--- Texto citado ---

⟨

Pero, aun así, yo tengo confianza en la fuerza del Evangelio si, en respuesta a la llamada que la Iglesia está haciendo a los matrimonios y las familias, va penetrando en las conciencias esta hermosa convicción de que cada hogar cristiano debe ser un núcleo evangelizador vivo y consciente.
Y penetrará cada vez más merced a un hecho de importancia trascendental: la superación de la crisis interna de la propia Iglesia. Hemos pasado muchos años debatiéndonos en un mar de dudas y de ambigüedades sobre todos los puntos fundamentales de la fe y la moral católicas, con el pretexto de la renovación que era evidentemente necesaria. A la familia ha llegado el oleaje turbador de esta crisis interna de la Iglesia, porque en la sociedad cristiana o, si queréis, en el Cuerpo Místico de Cristo, cuando se falla en la coherencia entre la fe y la vida, cuando se ponen en duda los valores permanentes e inalterables del depósito de la fe y de las exigencias que lleva consigo el seguimiento de Cristo, los fallos repercuten después en todo.
La crisis está superándose. El esfuerzo de clarificación del Vicario de Cristo, de Pablo VI antes, y ahora de Juan Pablo II, misionero de todos los continentes, está dando resultados. Y son las familias y los matrimonios los que, más sensibles que nadie porque están situados en la encrucijada de las luchas y los sufrimientos, acuden y acudirán a él como a una fuente de vida.
Brotará en la Iglesia de los próximos años un poderoso movimiento de espiritualidad profunda que vaya a las raíces del ser cristiano; y, sin mengua de la preocupación legítima por el bienestar de la tierra, se va a aceptar mejor la tarea de evangelizar, y las familias se darán cuenta de la enorme misión que tienen, como dijo el Papa a Henri Frossard en sus diálogos con el escritor francés, cuando éste le citaba unas palabras de Chesterton a propósito de que la familia es una célula de resistencia a la opresión.

⟩

--- Enunciado ---
Enumera todos los nombres propios de persona que aparecen en el texto citado. El material no guarda relación alguna con el texto citado.

--- Datos brutos ---
⟨

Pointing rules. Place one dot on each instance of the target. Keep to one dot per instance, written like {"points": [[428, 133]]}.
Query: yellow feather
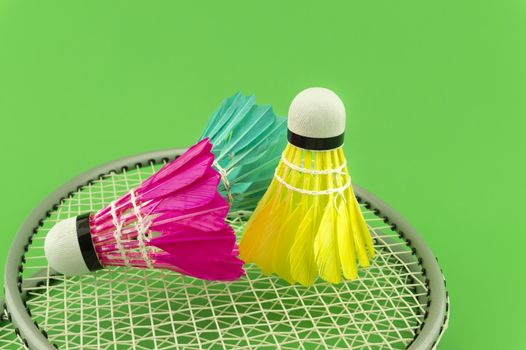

⟩

--- Solución ---
Cristo, Pablo VI, Juan Pablo II, Henri Frossard, Chesterton